## TUGAS ANDA
Jawab pertanyaan berikut berdasarkan teks tentang ketersediaan pangan menjelang Lebaran di bawah.
(a) Di kota mana para menteri meresmikan operasi pasar?
(b) Apa tujuan kunjungan para menteri itu?
(c) Harga bahan pokok apa saja yang disebut terus membubung?

## BAGIAN TEKS
KETERSEDIAAN pangan pada bulan puasa dan menjelang Lebaran mendapat perhatian dari pemerintah. Enam menteri, yakni menteri koordinator perekonomian, menteri perdagangan, menteri perhubungan, menteri negara BUMN, menteri keuangan, dan menteri energi sumber daya mineral, ditambah wakil menteri sekretaris kabinet, mengunjungi sejumlah pasar dan meresmikan operasi pasar di Surabaya dua hari lalu, Sabtu (14/8).
Tujuan mereka sama: meyakinkan masyarakat bahwa stok kebutuhan pokok cukup. Jika harga naik, rakyat tidak perlu risau karena operasi pasar akan segera menurunkannya. Namun, tercapaikah tujuan itu? Jika sempat ke tempat penjualan bahan pokok, baik pasar tradisional maupun mal, akan dengan mudah kita pahami bahwa tujuan itu hanya pepesan kosong. Harga kebutuhan pokok hari-hari ini terus meningkat. Harga beras, daging, dan telur terus membubung.

## DATA TERSEDIA

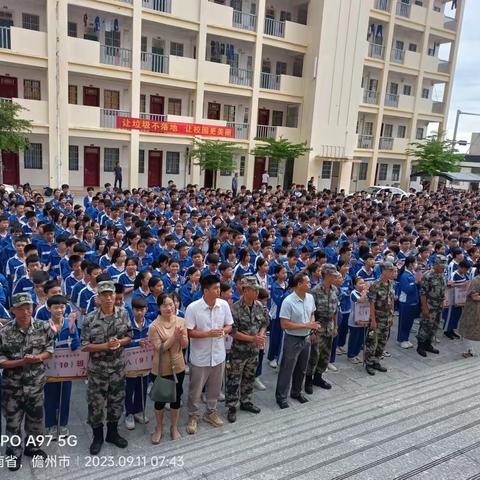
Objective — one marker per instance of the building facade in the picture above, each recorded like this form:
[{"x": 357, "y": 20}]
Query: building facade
[{"x": 357, "y": 80}]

## PENYELESAIAN TUGAS
(a) Surabaya.
(b) Meyakinkan masyarakat bahwa stok kebutuhan pokok cukup.
(c) Beras, daging, dan telur.